## Task to carry out
Omit all images. Write out the rest of the material exactly.

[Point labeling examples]
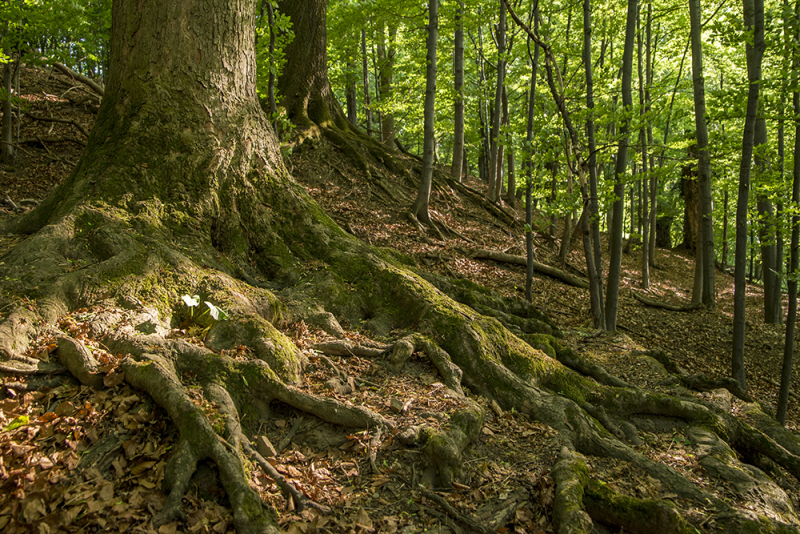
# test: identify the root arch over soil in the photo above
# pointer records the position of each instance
(292, 262)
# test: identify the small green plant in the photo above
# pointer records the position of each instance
(216, 313)
(192, 325)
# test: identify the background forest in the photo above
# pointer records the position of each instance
(627, 126)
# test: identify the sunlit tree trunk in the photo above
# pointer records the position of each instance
(754, 21)
(386, 55)
(365, 69)
(534, 60)
(791, 315)
(592, 248)
(766, 228)
(705, 243)
(6, 139)
(458, 105)
(498, 97)
(424, 192)
(645, 197)
(615, 264)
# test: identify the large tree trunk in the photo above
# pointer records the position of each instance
(182, 189)
(303, 85)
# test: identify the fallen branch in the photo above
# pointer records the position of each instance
(96, 87)
(663, 305)
(792, 394)
(74, 123)
(493, 208)
(537, 266)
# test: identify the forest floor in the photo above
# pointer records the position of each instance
(60, 470)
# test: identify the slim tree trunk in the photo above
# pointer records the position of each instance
(6, 140)
(650, 60)
(754, 21)
(791, 315)
(644, 200)
(766, 230)
(458, 106)
(615, 264)
(365, 69)
(705, 247)
(725, 230)
(273, 108)
(511, 193)
(594, 255)
(498, 97)
(351, 95)
(424, 193)
(483, 112)
(386, 54)
(529, 158)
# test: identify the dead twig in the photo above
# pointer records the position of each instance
(452, 512)
(72, 122)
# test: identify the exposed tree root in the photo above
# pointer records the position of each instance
(537, 266)
(482, 344)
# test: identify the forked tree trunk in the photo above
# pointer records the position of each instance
(304, 88)
(615, 264)
(705, 246)
(594, 257)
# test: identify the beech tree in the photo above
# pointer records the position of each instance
(182, 191)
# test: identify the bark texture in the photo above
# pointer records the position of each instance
(182, 191)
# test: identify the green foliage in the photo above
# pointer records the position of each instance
(216, 313)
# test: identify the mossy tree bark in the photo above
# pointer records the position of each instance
(182, 191)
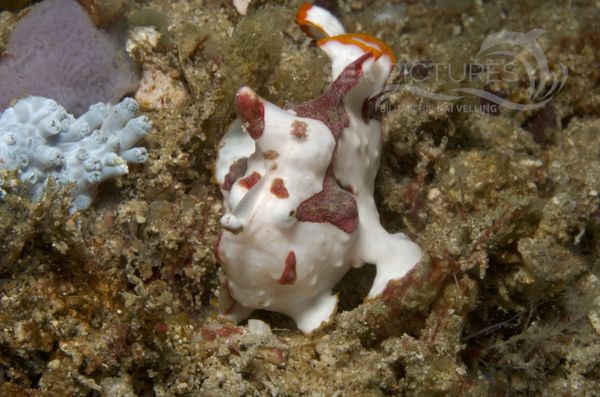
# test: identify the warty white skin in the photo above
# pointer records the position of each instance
(253, 263)
(266, 229)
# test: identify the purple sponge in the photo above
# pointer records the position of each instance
(56, 52)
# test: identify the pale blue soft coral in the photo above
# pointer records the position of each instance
(40, 140)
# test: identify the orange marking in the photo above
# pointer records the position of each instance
(304, 23)
(377, 48)
(346, 39)
(384, 48)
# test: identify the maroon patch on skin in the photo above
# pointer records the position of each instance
(236, 170)
(217, 254)
(299, 129)
(251, 110)
(278, 188)
(249, 181)
(331, 205)
(329, 107)
(288, 276)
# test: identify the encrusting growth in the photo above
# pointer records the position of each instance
(40, 140)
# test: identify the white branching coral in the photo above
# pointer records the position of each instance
(40, 140)
(298, 186)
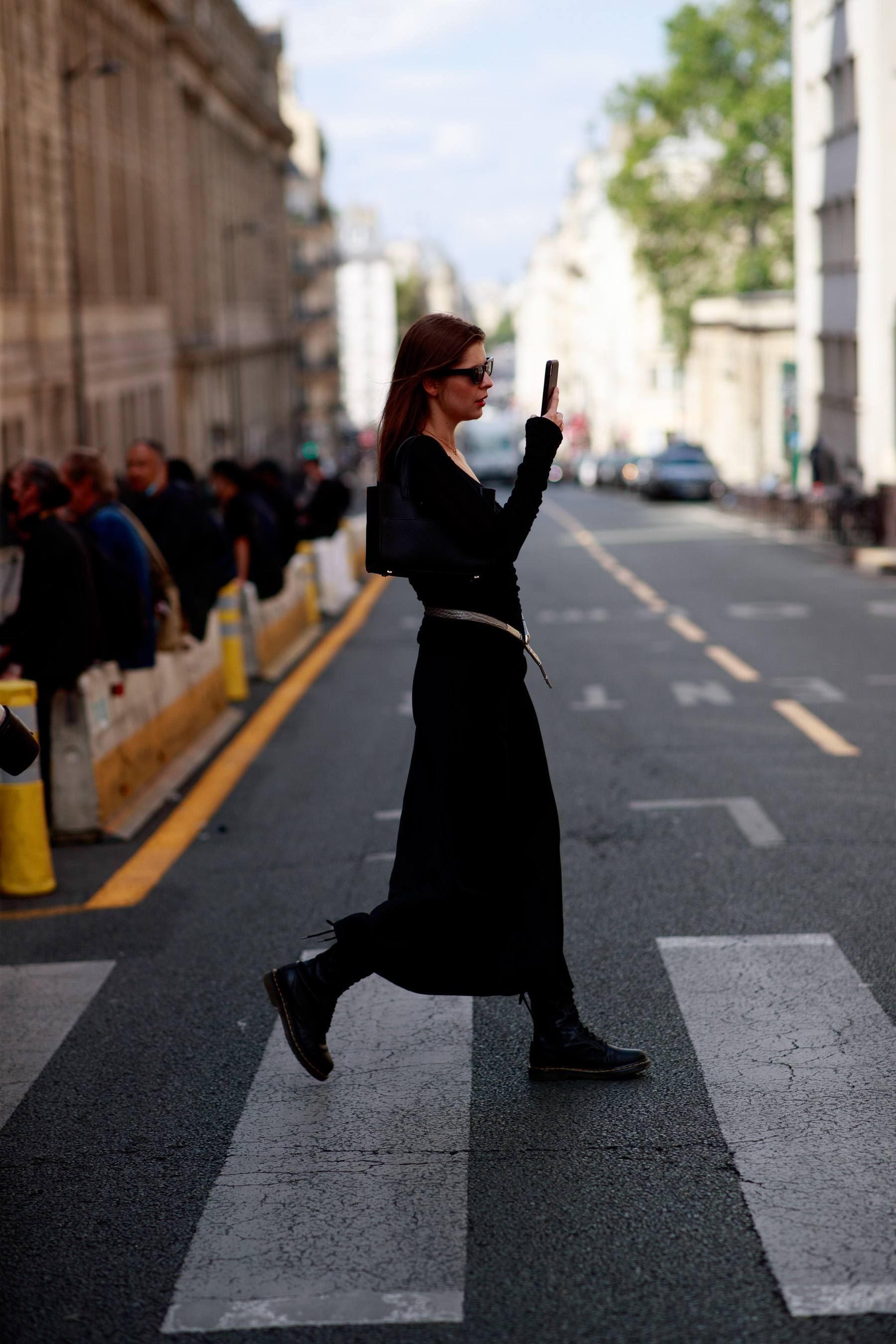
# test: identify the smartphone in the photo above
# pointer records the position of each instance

## Written solution
# test: identify the root arch over soil in the photo above
# pointer records the position of each instance
(292, 262)
# test: identify the small green plant in the photo above
# pointer records the position of each instance
(216, 313)
(192, 325)
# test: identify the background forest in the photo above
# pointer records the position of each instance
(627, 126)
# test: identify the sunlit tree trunk in the photo above
# pointer records the position of each instance
(754, 21)
(386, 55)
(365, 69)
(534, 60)
(791, 315)
(592, 248)
(766, 228)
(705, 243)
(6, 139)
(458, 105)
(498, 97)
(424, 192)
(645, 197)
(615, 264)
# test: identify the large tree trunk in the photo above
# pointer records the position of each instance
(182, 189)
(303, 85)
# test: identify the fallen branch in the photo above
# pointer records the position of each instance
(96, 87)
(663, 305)
(792, 394)
(74, 123)
(493, 208)
(537, 266)
# test: identify the forest floor in the photo above
# pointer records the position of each instance
(60, 470)
# test: identify the slim tree trunk in the photo above
# pointer records the position of each instance
(6, 140)
(650, 60)
(754, 21)
(791, 315)
(644, 200)
(766, 230)
(458, 106)
(615, 264)
(365, 69)
(705, 247)
(725, 230)
(273, 108)
(511, 193)
(594, 255)
(498, 97)
(351, 95)
(424, 193)
(483, 112)
(386, 54)
(529, 158)
# test: identify the dead twig in the photo above
# pointer records the position of each instance
(452, 512)
(72, 122)
# test: identify the exposed tree root in the photo above
# pointer records the position of each instance
(537, 266)
(482, 344)
# test: identify the forked tree trunk in the photo above
# pointer records the position of each instance
(304, 88)
(615, 264)
(705, 246)
(594, 257)
# test: identify the beech tree in the photo above
# pointer records the position of each instance
(182, 191)
# test: identify the bark texture in the photo above
# pointer records the position of each instance
(182, 191)
# test: identify the green foliage in the photo above
# pointer records the position of each instance
(216, 313)
# test: identify the mossy tree bark in the photo above
# pointer records the position of each instance
(182, 191)
# test: identify the warty white skin in the photo above
# pointer records the position of each instance
(253, 263)
(266, 229)
# test: identify the purple sponge in the photo above
# pointer records the position of each instance
(56, 52)
# test: identify the pale blue soft coral in the photo above
# pointer records the position of each instance
(40, 140)
# test: identify the orange marking in the photo above
# pointer records the position of each instance
(304, 23)
(377, 48)
(346, 39)
(384, 48)
# test: identify the maroon patch on skin in the photo above
# pointer records the position of each instance
(236, 170)
(217, 254)
(299, 129)
(251, 110)
(278, 188)
(249, 181)
(331, 205)
(329, 107)
(288, 276)
# test: identify the encrusting growth in the photo above
# pointer records the position of each instance
(40, 140)
# test: identify the white branching coral in the photo above
# pointer records the position of each instance
(40, 140)
(298, 186)
# test: identify the smartphone in the photo above
# pointer records the position of each instance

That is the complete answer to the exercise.